-- BEGIN Records to process --

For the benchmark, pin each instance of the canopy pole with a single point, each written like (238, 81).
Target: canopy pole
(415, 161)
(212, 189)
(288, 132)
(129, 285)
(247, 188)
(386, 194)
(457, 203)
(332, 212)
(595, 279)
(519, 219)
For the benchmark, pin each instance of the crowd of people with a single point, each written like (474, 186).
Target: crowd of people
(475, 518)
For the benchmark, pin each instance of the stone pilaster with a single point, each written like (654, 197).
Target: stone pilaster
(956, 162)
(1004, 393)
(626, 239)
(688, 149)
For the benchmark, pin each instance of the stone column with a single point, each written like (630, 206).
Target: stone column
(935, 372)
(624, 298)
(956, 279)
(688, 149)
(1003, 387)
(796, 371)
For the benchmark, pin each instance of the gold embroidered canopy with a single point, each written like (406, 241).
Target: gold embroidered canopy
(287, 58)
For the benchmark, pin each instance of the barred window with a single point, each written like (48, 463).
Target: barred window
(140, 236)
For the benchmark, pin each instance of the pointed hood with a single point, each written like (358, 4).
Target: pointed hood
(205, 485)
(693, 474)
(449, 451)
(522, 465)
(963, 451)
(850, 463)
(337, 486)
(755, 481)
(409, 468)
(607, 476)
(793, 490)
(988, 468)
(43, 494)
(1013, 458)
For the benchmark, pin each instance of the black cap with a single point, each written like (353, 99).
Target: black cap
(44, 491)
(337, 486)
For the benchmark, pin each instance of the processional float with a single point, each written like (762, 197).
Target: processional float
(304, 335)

-- END Records to process --
-- BEGIN Records to process --

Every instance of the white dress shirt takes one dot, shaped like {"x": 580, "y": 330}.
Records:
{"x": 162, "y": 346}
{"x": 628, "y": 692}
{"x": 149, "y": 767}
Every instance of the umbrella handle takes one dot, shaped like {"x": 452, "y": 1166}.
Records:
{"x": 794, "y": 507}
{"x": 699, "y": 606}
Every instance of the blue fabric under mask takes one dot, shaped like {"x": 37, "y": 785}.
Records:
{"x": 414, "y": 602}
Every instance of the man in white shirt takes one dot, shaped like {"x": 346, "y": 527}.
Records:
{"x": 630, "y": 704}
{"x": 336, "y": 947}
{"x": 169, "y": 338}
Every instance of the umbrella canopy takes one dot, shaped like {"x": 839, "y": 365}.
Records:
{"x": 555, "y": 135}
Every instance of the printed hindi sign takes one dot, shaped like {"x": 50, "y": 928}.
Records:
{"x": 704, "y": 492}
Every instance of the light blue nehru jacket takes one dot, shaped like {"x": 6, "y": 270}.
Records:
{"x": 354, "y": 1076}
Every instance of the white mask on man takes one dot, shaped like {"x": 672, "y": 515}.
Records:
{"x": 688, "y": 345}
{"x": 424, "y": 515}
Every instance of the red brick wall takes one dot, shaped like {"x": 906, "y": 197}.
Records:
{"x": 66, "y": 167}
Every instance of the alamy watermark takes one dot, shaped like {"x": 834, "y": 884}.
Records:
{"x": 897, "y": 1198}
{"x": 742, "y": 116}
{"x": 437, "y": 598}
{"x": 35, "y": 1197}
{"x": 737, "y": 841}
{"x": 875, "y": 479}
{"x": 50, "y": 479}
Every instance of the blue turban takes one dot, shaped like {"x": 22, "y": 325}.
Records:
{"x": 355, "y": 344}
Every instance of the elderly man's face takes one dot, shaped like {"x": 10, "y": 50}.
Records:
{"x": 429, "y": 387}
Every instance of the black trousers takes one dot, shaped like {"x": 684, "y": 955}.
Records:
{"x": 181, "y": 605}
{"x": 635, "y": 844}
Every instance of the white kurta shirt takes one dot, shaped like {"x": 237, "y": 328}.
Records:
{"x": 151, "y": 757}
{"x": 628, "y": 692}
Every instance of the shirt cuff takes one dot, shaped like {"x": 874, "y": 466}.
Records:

-- END Records to process --

- [Task to complete]:
Rewrite the records, request lines included, beginning at the line that contains "For the benchmark, pin each instance of the crowd" and stopping after the line that contains "(1013, 458)". Multiply each coordinate in the answer points by 0.65 and round to a whole number, with halves rounding up, but leave the requests and their sample coordinates unchanged.

- [Output below]:
For the benchmark, pin each instance of the crowd of people with a single point, each written like (474, 186).
Target: crowd of people
(309, 337)
For the benchmark, pin each instance of the stone pilaster with a single point, each written like (654, 197).
Target: stone pilaster
(621, 105)
(653, 255)
(407, 155)
(447, 97)
For the benchmark, pin each instance of the stone column with a single point, each written like (630, 206).
Target: stone column
(608, 242)
(406, 194)
(621, 181)
(447, 97)
(652, 252)
(517, 241)
For the benchmark, pin each instance of the gold embroidered canopy with a single point, each written like (406, 241).
Target: gold embroidered canopy
(187, 38)
For the benchmark, pin each instance of the barred window with a single point, each written like (48, 463).
Target: barred window
(91, 153)
For the benchmark, pin each instance of the pointed hood with a single point, each written like (358, 4).
Target: pointed hood
(133, 315)
(450, 308)
(292, 293)
(339, 302)
(626, 293)
(553, 301)
(219, 316)
(491, 313)
(266, 304)
(395, 309)
(515, 319)
(642, 304)
(28, 321)
(658, 298)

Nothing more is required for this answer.